What you are asked to do: Recast the items below as a Markdown table with the columns Row and Item line, giving each nonblank line its own numbered row. Leave the pictures out of the table.

Dataset content:
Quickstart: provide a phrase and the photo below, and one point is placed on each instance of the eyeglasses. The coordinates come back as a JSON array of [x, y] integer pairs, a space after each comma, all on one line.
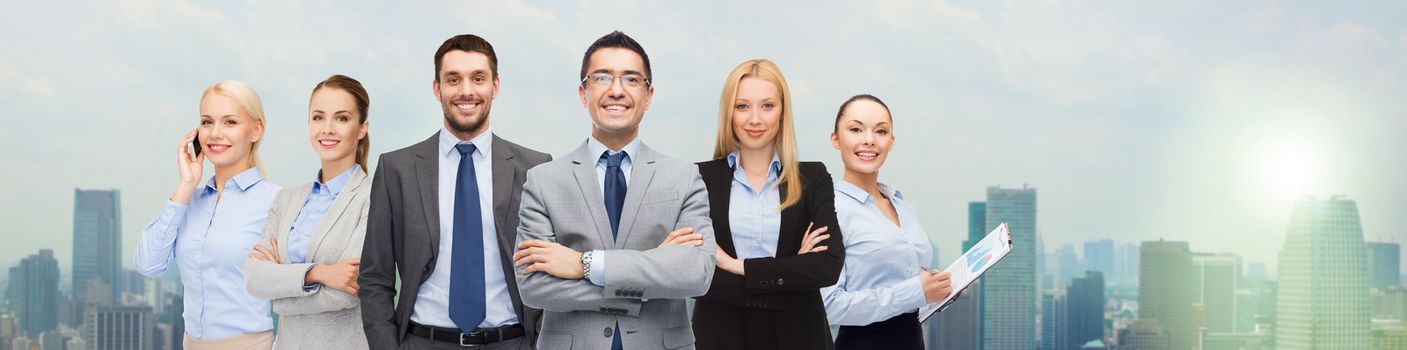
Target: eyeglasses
[[605, 79]]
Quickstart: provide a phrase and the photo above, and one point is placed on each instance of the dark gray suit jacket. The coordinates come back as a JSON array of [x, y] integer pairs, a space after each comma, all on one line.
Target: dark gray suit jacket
[[403, 234]]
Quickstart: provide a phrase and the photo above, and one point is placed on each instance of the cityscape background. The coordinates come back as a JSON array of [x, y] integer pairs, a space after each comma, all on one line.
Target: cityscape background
[[1198, 175]]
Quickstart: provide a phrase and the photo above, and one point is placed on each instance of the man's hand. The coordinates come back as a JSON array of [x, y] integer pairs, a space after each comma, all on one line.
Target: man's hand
[[542, 256], [684, 236]]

Solution for this task:
| Row | Item line |
|---|---|
| 1 | Quickstart: provide a phrase and the photo below, and one point is placed on each instance of the eyeglasses. The coordinates come back as a JSON array of [x, y] integer pairs, a space after each comma, all on one line. |
| 2 | Target: eyeglasses |
| 3 | [[605, 79]] |
| 4 | Quickstart: provide a phrase and the photo above, and one point is placed on each instance of the dark gray suit jacket. The coordinates come back as a JSON array of [x, y] integer pairs, a space after each comma, all on one line. |
| 5 | Target: dark gray suit jacket |
| 6 | [[403, 234]] |
| 7 | Quickstart: provide a phrase and the photo above, and one point is placed on each instance of the cityscape background. The coordinates come back as a JSON array of [x, y] integer pairs, a space after each comma, all on one line. |
| 8 | Target: cityscape background |
| 9 | [[1198, 175]] |
| 10 | Quickstart: provide a phrase and the photo above, and one point is placed on each instance of the man's hand. The coordinates come back as a JSON array of [x, y] integer pairs, a space after each comma, all on one line. |
| 11 | Target: man's hand |
| 12 | [[542, 256], [684, 236]] |